## Begin Data shown

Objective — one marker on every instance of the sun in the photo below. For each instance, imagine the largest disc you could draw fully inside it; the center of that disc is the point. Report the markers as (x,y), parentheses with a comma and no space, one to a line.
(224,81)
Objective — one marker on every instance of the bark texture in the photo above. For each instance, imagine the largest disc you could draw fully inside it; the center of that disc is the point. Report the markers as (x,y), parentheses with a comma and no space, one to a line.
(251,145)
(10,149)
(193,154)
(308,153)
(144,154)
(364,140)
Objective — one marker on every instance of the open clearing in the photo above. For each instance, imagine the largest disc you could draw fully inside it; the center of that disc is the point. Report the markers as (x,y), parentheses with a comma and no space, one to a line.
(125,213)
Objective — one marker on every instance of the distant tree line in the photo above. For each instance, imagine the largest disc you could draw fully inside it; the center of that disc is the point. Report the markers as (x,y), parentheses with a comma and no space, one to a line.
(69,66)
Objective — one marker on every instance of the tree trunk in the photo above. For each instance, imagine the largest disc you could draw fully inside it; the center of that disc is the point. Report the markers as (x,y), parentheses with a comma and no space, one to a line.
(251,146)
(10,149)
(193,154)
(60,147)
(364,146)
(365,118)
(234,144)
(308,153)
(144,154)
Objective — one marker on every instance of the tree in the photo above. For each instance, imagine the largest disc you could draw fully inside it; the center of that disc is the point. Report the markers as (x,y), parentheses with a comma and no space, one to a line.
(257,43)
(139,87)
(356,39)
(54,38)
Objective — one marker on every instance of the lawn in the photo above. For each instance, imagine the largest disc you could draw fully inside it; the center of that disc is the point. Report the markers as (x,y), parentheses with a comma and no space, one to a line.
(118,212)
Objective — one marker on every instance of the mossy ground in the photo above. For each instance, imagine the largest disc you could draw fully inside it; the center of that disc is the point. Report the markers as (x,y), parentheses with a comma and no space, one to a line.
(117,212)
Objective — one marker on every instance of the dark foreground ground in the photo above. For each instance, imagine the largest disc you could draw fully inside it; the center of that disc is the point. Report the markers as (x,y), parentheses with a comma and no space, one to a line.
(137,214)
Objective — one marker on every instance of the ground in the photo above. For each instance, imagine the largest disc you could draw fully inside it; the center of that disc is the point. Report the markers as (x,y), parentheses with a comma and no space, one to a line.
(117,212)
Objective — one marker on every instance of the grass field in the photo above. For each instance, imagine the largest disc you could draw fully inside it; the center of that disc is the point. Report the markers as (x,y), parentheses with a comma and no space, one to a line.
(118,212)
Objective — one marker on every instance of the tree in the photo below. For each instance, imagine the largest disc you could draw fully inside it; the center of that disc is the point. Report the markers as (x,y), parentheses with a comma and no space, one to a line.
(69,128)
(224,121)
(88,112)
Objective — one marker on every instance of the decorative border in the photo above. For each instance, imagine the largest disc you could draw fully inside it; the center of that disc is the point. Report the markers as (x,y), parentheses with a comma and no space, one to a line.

## End Data shown

Goal: Transcribe every line of the data, exactly as it stands.

Answer to this exercise:
Objective — one marker on every instance of the sun in the photo below. For each instance, imagine the largest disc you could draw fully inside it; the center of that disc is the point. Report the markers as (x,y), parentheses with a comma and no space, one to a line.
(224,81)
Objective — one marker on every instance of the bark texture in the photo above. For each instance, imagine the largest disc you could draw fully inside it; the center of that disc is the point. Report the markers as (x,y), parentheses with a comma and no space, one to a line.
(251,145)
(10,149)
(193,154)
(308,153)
(144,154)
(364,140)
Objective — one marker on every instance of the open clearing in the photo above. For each instance, imagine the largest disc you could draw fully inside it; the center of that disc is the point. Report the markers as (x,y), parentheses with a comma and no space, one to a line.
(125,213)
Objective — one marker on every instance of the distant tree line in the photo above. For each instance, imagine the largest disc you could draw fully inside it; the center of that disc is the point. Report the markers as (x,y), parentheses with a comma and no space, one to a line.
(69,66)
Objective — one marker on every instance of the tree trunk in the photo above. For each instance, imagine the largest disc you could draw fully inside it; the center of that disc is the point. Report the markers as (x,y), parentheses with a comma and no space, one to a line.
(251,146)
(10,149)
(193,154)
(60,147)
(364,146)
(365,118)
(234,144)
(308,153)
(144,154)
Objective — one marker on every instance of the tree in the photo above. For each instance, imagine the largest disc you could draw fully inside it; the center of that disc is the point. Report the markers as (x,y), parentheses with a comma and no space, one to a line.
(257,43)
(139,87)
(356,39)
(54,38)
Objective — one marker on every instance of the lawn in the photo above. For each instance, imagine the largest disc you could draw fully inside it; the center of that disc is the point. Report the markers as (x,y), parentheses with a comma and no space, one to a line.
(118,212)
Objective — one marker on every instance of the mossy ground in the photo above. For each instance, imagine the largest disc you could draw fully inside it; the center of that disc is the point. Report the markers as (x,y), parentheses with a comma and no space, one to a line.
(117,212)
Objective — one marker on every instance of the dark foreground ground in the photo above. For each instance, imagine the largest disc you could draw fully inside it; the center of that disc is the point. Report the markers as (x,y), parentheses with a comma and no space, one to a line.
(137,214)
Objective — one marker on every instance of the ground in the photo above. For each instance, imagine the largest disc you could draw fully inside it; the center of that disc is the point. Report the markers as (x,y), parentheses with a comma and no space, one to a line.
(117,212)
Objective — one marker on every instance of the grass field in the photo above. For each instance, imagine the largest disc you could draw fully inside it; the center of that disc is the point. Report the markers as (x,y), parentheses with a comma and no space, one to a line.
(118,212)
Objective — one marker on every instance of the tree in the photo below. For each instance, imagine the largest disc you could draw fully inside it; the center of that disc is the point. Report the markers as (x,y), parentheses with a comma and no space, one to a line.
(69,128)
(224,121)
(88,112)
Objective — one marker on every instance of the decorative border in the photo above. For each instance, imagine the largest disc you could draw fully inside it; the center of that disc is the point. Report the markers as (x,y), parentheses with a comma and no space, one to a line.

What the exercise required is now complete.